So you can teach children, okay children, now bring your palms together and bow. But the most important thing to teach them is not just to bring their hands together and bow, but to do that yourself to them. Emerson said, the secret of education is respect for the pupil. Now you might think, well, that means this is a nice pupil, this is a nice, intelligent, lovely child, and I'm going to teach it this. But again, that's not radical politeness. Radical politeness is, this is a nice student, and I don't know what radical politeness is even, myself.

[18:45]

It's not even to decide what they're going to be taught. I don't know anything about horses, really. I haven't worked horses a lot, but I read a book about training horses one time, and the horse trainer said that horses at a certain age know how to do everything that horses ever know. No human being teaches them any of these things.

Provided information:
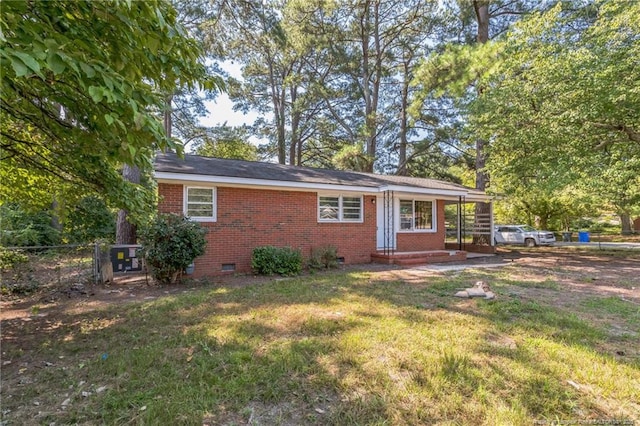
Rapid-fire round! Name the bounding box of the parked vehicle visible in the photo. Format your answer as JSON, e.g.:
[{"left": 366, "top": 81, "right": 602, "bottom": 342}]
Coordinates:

...

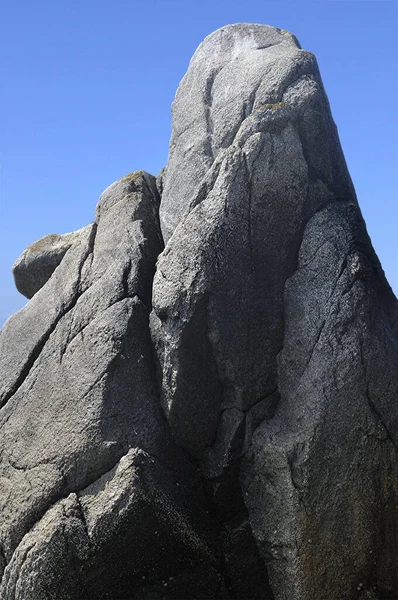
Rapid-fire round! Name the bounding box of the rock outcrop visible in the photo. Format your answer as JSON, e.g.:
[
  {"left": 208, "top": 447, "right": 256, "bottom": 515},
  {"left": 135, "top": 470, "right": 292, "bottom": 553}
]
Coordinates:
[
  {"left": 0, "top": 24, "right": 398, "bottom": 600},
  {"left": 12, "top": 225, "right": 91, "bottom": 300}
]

---

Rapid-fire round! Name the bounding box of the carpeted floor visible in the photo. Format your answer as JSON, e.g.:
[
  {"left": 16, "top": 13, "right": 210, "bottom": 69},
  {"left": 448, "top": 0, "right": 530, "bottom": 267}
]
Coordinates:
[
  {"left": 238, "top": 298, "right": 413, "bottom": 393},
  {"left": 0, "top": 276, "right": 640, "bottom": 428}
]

Requests:
- A) Retype the passage on teaching children between "So you can teach" and "is even, myself.", inclusive.
- B) Decide whether each statement agrees with the passage on teaching children, answering yes or no and quoting the words that settle it: (i) The speaker has worked horses a lot. (ii) Emerson is quoted as saying that the secret of education is respect for the pupil. (iii) The speaker once read a book about training horses.
- C) Answer these questions from the passage on teaching children:
(i) What are children told to do with their palms?
(ii) Whom does the speaker quote on the secret of education?
(iii) What kind of book did the speaker once read?

Answer set:
- A)
So you can teach children, okay children, now bring your palms together and bow. But the most important thing to teach them is not just to bring their hands together and bow, but to do that yourself to them. Emerson said, the secret of education is respect for the pupil. Now you might think, well, that means this is a nice pupil, this is a nice, intelligent, lovely child, and I'm going to teach it this. But again, that's not radical politeness. Radical politeness is, this is a nice student, and I don't know what radical politeness is even, myself.

- B)
(i) No: "I haven't worked horses a lot"
(ii) Yes: "Emerson said, the secret of education is respect for the pupil."
(iii) Yes: "I read a book about training horses one time"

- C)
(i) Bring them together and bow.
(ii) Emerson.
(iii) A book about training horses.